> [Goal of the exercise]:
Retype the full set of data, character for character.
-- Opening Marker --
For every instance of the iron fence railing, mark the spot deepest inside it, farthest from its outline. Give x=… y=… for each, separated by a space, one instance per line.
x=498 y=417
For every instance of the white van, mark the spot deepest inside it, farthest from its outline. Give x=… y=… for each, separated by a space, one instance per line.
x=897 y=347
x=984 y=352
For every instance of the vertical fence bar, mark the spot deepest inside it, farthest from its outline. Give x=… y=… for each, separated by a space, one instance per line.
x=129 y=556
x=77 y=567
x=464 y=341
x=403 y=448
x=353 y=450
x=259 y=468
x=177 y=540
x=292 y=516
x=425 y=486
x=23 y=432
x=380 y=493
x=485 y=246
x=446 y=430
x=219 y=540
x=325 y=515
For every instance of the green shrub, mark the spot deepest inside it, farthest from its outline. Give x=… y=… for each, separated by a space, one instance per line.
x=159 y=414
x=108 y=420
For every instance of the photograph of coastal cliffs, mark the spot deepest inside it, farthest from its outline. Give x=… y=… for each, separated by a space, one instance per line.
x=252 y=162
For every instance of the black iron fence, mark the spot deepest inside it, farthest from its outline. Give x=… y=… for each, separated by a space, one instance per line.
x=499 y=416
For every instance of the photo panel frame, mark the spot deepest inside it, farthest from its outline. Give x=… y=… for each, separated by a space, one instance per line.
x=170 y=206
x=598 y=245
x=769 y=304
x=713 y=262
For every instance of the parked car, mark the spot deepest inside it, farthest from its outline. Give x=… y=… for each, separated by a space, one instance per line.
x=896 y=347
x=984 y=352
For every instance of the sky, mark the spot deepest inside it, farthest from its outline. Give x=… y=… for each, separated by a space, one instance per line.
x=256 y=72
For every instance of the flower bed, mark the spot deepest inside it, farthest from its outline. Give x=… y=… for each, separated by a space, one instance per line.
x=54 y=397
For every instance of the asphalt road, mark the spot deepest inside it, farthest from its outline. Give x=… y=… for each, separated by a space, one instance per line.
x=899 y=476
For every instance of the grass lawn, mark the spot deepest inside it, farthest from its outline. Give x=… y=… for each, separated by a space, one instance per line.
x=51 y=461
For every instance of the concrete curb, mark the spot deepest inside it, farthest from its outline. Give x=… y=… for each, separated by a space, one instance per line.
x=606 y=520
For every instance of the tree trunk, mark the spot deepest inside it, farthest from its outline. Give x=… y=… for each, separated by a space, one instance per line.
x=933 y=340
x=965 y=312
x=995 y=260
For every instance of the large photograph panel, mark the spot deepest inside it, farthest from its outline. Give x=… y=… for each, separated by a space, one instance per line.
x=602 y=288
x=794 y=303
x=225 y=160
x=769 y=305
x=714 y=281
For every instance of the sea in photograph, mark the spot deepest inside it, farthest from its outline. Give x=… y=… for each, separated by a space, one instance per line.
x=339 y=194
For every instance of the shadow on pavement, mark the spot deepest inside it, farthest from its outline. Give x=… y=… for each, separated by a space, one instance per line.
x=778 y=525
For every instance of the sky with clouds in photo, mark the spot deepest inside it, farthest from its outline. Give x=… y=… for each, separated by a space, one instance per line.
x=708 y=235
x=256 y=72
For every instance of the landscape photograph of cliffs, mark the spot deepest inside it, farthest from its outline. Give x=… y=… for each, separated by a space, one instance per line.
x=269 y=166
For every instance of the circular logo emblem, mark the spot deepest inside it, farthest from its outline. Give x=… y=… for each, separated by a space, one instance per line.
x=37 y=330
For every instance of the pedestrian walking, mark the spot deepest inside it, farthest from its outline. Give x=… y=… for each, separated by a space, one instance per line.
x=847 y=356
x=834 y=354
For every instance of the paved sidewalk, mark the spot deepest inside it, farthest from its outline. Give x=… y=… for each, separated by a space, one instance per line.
-- Closing Marker --
> [Result of the task]:
For every instance of the iron fence railing, mark the spot deepest inside it, farthest from its outline. Give x=… y=… for each, separated by a space, one instance per line.
x=498 y=417
For every instance of the white van, mark the spot deepest inside it, farthest from its outline. Give x=… y=… for each, separated by a space, one instance per line.
x=897 y=347
x=984 y=352
For every instance of the vertical fence bar, mark the spot deepest inside it, farthest from its outline. Give x=… y=… for each, separated by a space, one instance per line.
x=129 y=556
x=77 y=567
x=464 y=341
x=403 y=448
x=353 y=450
x=259 y=468
x=177 y=540
x=292 y=516
x=425 y=486
x=23 y=432
x=380 y=493
x=485 y=246
x=446 y=430
x=219 y=540
x=325 y=515
For every instance of the green shrub, mark the spot deepest inside it, farthest from its outline. Give x=… y=… for each, separated by a space, one instance per line.
x=159 y=414
x=108 y=420
For every instance of the photograph of coastal cliffs, mark the spot deepest inside it, farthest from its outline. Give x=… y=… for each, separated by a space, one instance per line.
x=252 y=162
For every instance of the black iron fence, mark the spot deepest inside it, farthest from its outline. Give x=… y=… for each, separated by a space, one instance per line.
x=499 y=416
For every instance of the photo panel frame, mark the spot deepest inside it, farthest from its outline. Give x=… y=… for each, separated by a space, one instance per line.
x=170 y=206
x=598 y=245
x=769 y=304
x=713 y=262
For every instance of the parked car, mark the spot deepest inside it, farthest from its outline. Give x=… y=… for each, separated by a space, one instance per line.
x=896 y=347
x=984 y=352
For every instance of the sky, mark the spot deepest inside it, farthest from its outline. Give x=… y=… for each, separated by a space, one instance per line.
x=256 y=72
For every instance of the flower bed, mark the spot deepest inside it, farthest from its outline. Give x=… y=… for each, separated by a space, one instance per line.
x=54 y=397
For every instance of the asphalt road, mark the spot deepest inside it, farthest from its outline. Give x=… y=… for each, separated by a space, one instance per line.
x=899 y=476
For every instance of the grass lawn, mark the spot deepest inside it, farthest from its outline. Give x=… y=… for each, separated by a space, one instance per line.
x=51 y=461
For every instance of the concrete curb, mark the spot deepest inside it, farthest from its outline. Give x=… y=… for each, separated by a space, one instance per line.
x=606 y=520
For every instance of the tree trunk, mark the spot deepest inside it, farthest from its outline. Give x=… y=… for each, separated by a space, one instance per line.
x=933 y=340
x=965 y=312
x=995 y=260
For every instance of the large photograph panel, mark the spot deepest inside it, farthest from its outline. Give x=… y=… for each, separated by a space, one instance per line.
x=602 y=288
x=794 y=303
x=225 y=160
x=769 y=305
x=714 y=281
For every instance of the sea in photograph, mark the spot deepest inside it, farthest from its outline. Give x=… y=… for each, separated by a space, one instance per line.
x=339 y=194
For every instance of the shadow on pavement, mark the spot deepest inside it, farthest from its outline. Give x=… y=… for each, separated by a space, one instance per line.
x=778 y=525
For every instance of the sky with clouds in photo, mark the spot deepest inside it, farthest from its outline. Give x=… y=… for each, separated by a space, one instance per line.
x=708 y=235
x=256 y=72
For every instance of the landscape photograph of cliffs, mark the spot deepest inside it, farthest from its outline. Give x=… y=… for each, separated by a space, one instance per line.
x=269 y=166
For every instance of the circular logo emblem, mark the spot deepest inside it, farthest from its outline. Give x=… y=… for each, separated by a space, one instance per line.
x=37 y=330
For every instance of the pedestrian walking, mark the spot deepest inside it, farthest from its outline. Give x=… y=… for each, separated by a space, one instance per line.
x=847 y=356
x=834 y=354
For every instance of the paved sidewalk, mark the spot deepest inside it, farthest from its outline. Give x=… y=… for each, separated by a space, one instance per line.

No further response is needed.